(Recorded data)
━━━━━━

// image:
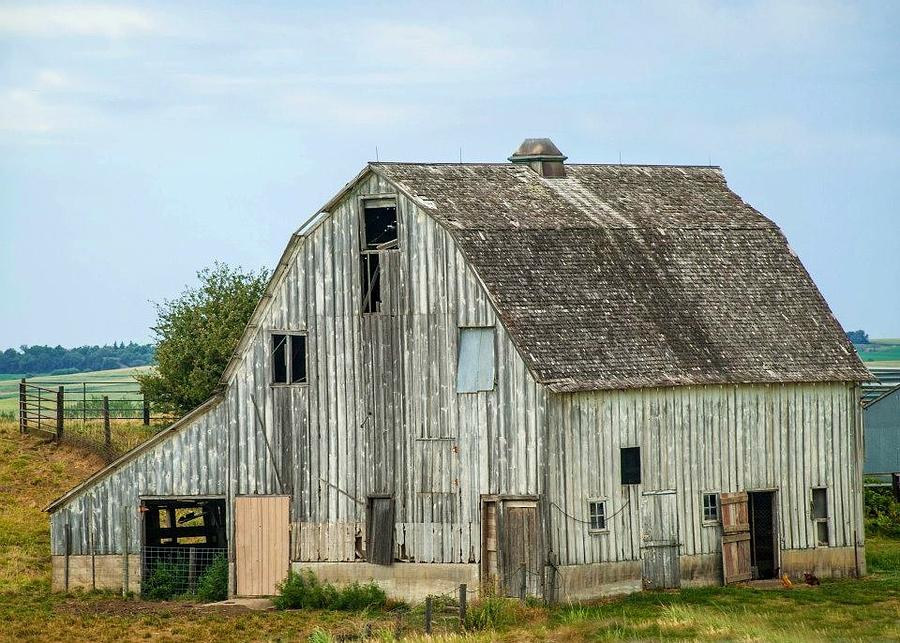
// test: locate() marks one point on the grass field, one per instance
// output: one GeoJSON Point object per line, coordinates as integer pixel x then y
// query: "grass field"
{"type": "Point", "coordinates": [33, 472]}
{"type": "Point", "coordinates": [96, 383]}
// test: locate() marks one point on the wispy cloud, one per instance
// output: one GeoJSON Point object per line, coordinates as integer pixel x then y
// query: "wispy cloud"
{"type": "Point", "coordinates": [79, 20]}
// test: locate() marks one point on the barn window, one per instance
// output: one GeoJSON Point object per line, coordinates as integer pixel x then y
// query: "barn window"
{"type": "Point", "coordinates": [379, 224]}
{"type": "Point", "coordinates": [288, 358]}
{"type": "Point", "coordinates": [710, 508]}
{"type": "Point", "coordinates": [631, 465]}
{"type": "Point", "coordinates": [475, 365]}
{"type": "Point", "coordinates": [597, 515]}
{"type": "Point", "coordinates": [380, 530]}
{"type": "Point", "coordinates": [819, 513]}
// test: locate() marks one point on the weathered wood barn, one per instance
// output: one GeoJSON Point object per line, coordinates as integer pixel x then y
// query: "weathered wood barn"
{"type": "Point", "coordinates": [567, 379]}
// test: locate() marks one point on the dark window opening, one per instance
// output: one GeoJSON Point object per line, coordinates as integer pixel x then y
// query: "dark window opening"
{"type": "Point", "coordinates": [631, 465]}
{"type": "Point", "coordinates": [380, 228]}
{"type": "Point", "coordinates": [380, 530]}
{"type": "Point", "coordinates": [370, 269]}
{"type": "Point", "coordinates": [597, 511]}
{"type": "Point", "coordinates": [279, 359]}
{"type": "Point", "coordinates": [710, 507]}
{"type": "Point", "coordinates": [298, 359]}
{"type": "Point", "coordinates": [180, 540]}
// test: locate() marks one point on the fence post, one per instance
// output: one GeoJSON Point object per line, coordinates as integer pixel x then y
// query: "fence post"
{"type": "Point", "coordinates": [60, 407]}
{"type": "Point", "coordinates": [23, 407]}
{"type": "Point", "coordinates": [107, 438]}
{"type": "Point", "coordinates": [462, 605]}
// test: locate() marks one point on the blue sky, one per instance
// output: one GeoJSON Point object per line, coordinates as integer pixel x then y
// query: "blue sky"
{"type": "Point", "coordinates": [140, 142]}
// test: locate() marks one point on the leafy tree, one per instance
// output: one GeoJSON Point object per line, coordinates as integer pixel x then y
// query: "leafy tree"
{"type": "Point", "coordinates": [858, 336]}
{"type": "Point", "coordinates": [197, 334]}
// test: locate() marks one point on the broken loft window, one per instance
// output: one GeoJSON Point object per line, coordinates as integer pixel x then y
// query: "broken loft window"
{"type": "Point", "coordinates": [380, 225]}
{"type": "Point", "coordinates": [288, 358]}
{"type": "Point", "coordinates": [710, 507]}
{"type": "Point", "coordinates": [819, 514]}
{"type": "Point", "coordinates": [631, 465]}
{"type": "Point", "coordinates": [597, 513]}
{"type": "Point", "coordinates": [476, 361]}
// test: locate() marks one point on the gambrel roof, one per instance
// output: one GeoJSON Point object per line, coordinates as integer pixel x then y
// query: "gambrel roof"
{"type": "Point", "coordinates": [624, 276]}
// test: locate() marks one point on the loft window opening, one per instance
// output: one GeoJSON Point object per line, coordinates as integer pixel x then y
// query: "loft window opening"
{"type": "Point", "coordinates": [819, 514]}
{"type": "Point", "coordinates": [711, 513]}
{"type": "Point", "coordinates": [476, 361]}
{"type": "Point", "coordinates": [597, 515]}
{"type": "Point", "coordinates": [631, 465]}
{"type": "Point", "coordinates": [380, 225]}
{"type": "Point", "coordinates": [288, 358]}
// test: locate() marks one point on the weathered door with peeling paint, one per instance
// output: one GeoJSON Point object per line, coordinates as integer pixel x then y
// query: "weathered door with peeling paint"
{"type": "Point", "coordinates": [735, 537]}
{"type": "Point", "coordinates": [261, 542]}
{"type": "Point", "coordinates": [660, 568]}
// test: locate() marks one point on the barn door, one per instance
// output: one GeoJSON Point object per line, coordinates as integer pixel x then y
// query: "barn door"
{"type": "Point", "coordinates": [660, 567]}
{"type": "Point", "coordinates": [261, 543]}
{"type": "Point", "coordinates": [521, 572]}
{"type": "Point", "coordinates": [735, 537]}
{"type": "Point", "coordinates": [380, 530]}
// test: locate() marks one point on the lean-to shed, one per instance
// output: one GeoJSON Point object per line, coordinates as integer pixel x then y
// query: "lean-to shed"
{"type": "Point", "coordinates": [562, 379]}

━━━━━━

**WORK REQUIRED:**
Can you give the material again with every "integer" replaced by "whole-number" and everything else unchanged, leaving the pictures out?

**FINAL RESULT:**
// image:
// test: locate() marks one point on the grass field, one per instance
// output: one GeoJSON Point object per line, coordinates as whole-number pixel x then y
// query: "grass field"
{"type": "Point", "coordinates": [33, 472]}
{"type": "Point", "coordinates": [96, 383]}
// test: locate() marks one point on the wispy cloud, one per instance
// output: one GeoJSON Point object per line, coordinates as whole-number pixel x then y
// query: "wispy cloud"
{"type": "Point", "coordinates": [79, 20]}
// test: locate() marks one point on the barn window, one per instance
// output: one GeoJSON Point object per line, coordinates as whole-number pixel x then y
// query: "barn window"
{"type": "Point", "coordinates": [379, 224]}
{"type": "Point", "coordinates": [288, 358]}
{"type": "Point", "coordinates": [710, 508]}
{"type": "Point", "coordinates": [631, 465]}
{"type": "Point", "coordinates": [475, 365]}
{"type": "Point", "coordinates": [597, 515]}
{"type": "Point", "coordinates": [380, 530]}
{"type": "Point", "coordinates": [819, 513]}
// test: locate() marks one point on the weathered wood barn, one per instance
// output: one GeoJSON Point object per line, coordinates as whole-number pixel x then y
// query: "weathered wood barn"
{"type": "Point", "coordinates": [567, 379]}
// test: locate() marks one point on the dark window opening, one per instance
// output: one GeoJSON Point object per line, coordinates as whole-number pixel x then y
// query: "dark window opening"
{"type": "Point", "coordinates": [631, 465]}
{"type": "Point", "coordinates": [380, 228]}
{"type": "Point", "coordinates": [380, 530]}
{"type": "Point", "coordinates": [370, 269]}
{"type": "Point", "coordinates": [597, 511]}
{"type": "Point", "coordinates": [279, 359]}
{"type": "Point", "coordinates": [710, 507]}
{"type": "Point", "coordinates": [298, 359]}
{"type": "Point", "coordinates": [180, 540]}
// test: locate() marks one point on the fence post, one per instance
// output: one GeoJSON Point object per line, coordinates as whole-number pixel x then y
// query: "fence post"
{"type": "Point", "coordinates": [60, 407]}
{"type": "Point", "coordinates": [23, 407]}
{"type": "Point", "coordinates": [107, 438]}
{"type": "Point", "coordinates": [462, 605]}
// test: locate() marks one point on the blue sky, one per instance
// output: one GeoJSON Point object per line, coordinates as whole-number pixel x then y
// query: "blue sky"
{"type": "Point", "coordinates": [140, 142]}
// test: locate() marks one point on the leafy tree, one per instance
// output: one GeoJSON Point object per line, coordinates as whole-number pixel x then y
// query: "leafy tree"
{"type": "Point", "coordinates": [858, 336]}
{"type": "Point", "coordinates": [197, 334]}
// test: locate() marks one point on the broken loft window, one per instance
// output: one GeoJSON Point object per line, coordinates as whole-number pixel x then y
// query: "broken loft window"
{"type": "Point", "coordinates": [380, 225]}
{"type": "Point", "coordinates": [288, 358]}
{"type": "Point", "coordinates": [710, 507]}
{"type": "Point", "coordinates": [819, 514]}
{"type": "Point", "coordinates": [631, 465]}
{"type": "Point", "coordinates": [597, 513]}
{"type": "Point", "coordinates": [476, 361]}
// test: locate() marks one point on the gambrel roof, one per instance
// output: one GeoJSON Point object per line, coordinates as whole-number pixel x then y
// query: "gambrel roof"
{"type": "Point", "coordinates": [624, 276]}
// test: locate() marks one point on the loft window opening, one per instance
// output: one GeoJSON Point object per line, coordinates as whole-number pixel x then y
// query: "loft window opening"
{"type": "Point", "coordinates": [819, 514]}
{"type": "Point", "coordinates": [711, 513]}
{"type": "Point", "coordinates": [476, 361]}
{"type": "Point", "coordinates": [597, 515]}
{"type": "Point", "coordinates": [631, 465]}
{"type": "Point", "coordinates": [380, 225]}
{"type": "Point", "coordinates": [288, 358]}
// test: locate() marks one point on the weathered door with peeling paint, one per instance
// output: one GeoJSON Point object per line, coordinates as whole-number pixel x then y
// query: "weathered door with peeling paint"
{"type": "Point", "coordinates": [735, 537]}
{"type": "Point", "coordinates": [261, 542]}
{"type": "Point", "coordinates": [660, 568]}
// test: locate() marks one point on the barn door, one per instance
// output: one GeoJSON Point object per line, coordinates as whole-number pixel x then y
// query: "barn door"
{"type": "Point", "coordinates": [660, 567]}
{"type": "Point", "coordinates": [261, 543]}
{"type": "Point", "coordinates": [521, 572]}
{"type": "Point", "coordinates": [735, 537]}
{"type": "Point", "coordinates": [380, 530]}
// test: locate() marks one point on the lean-to shed, one per instance
// output: one GeoJSON Point object per line, coordinates as whole-number pixel x then y
// query: "lean-to shed"
{"type": "Point", "coordinates": [562, 379]}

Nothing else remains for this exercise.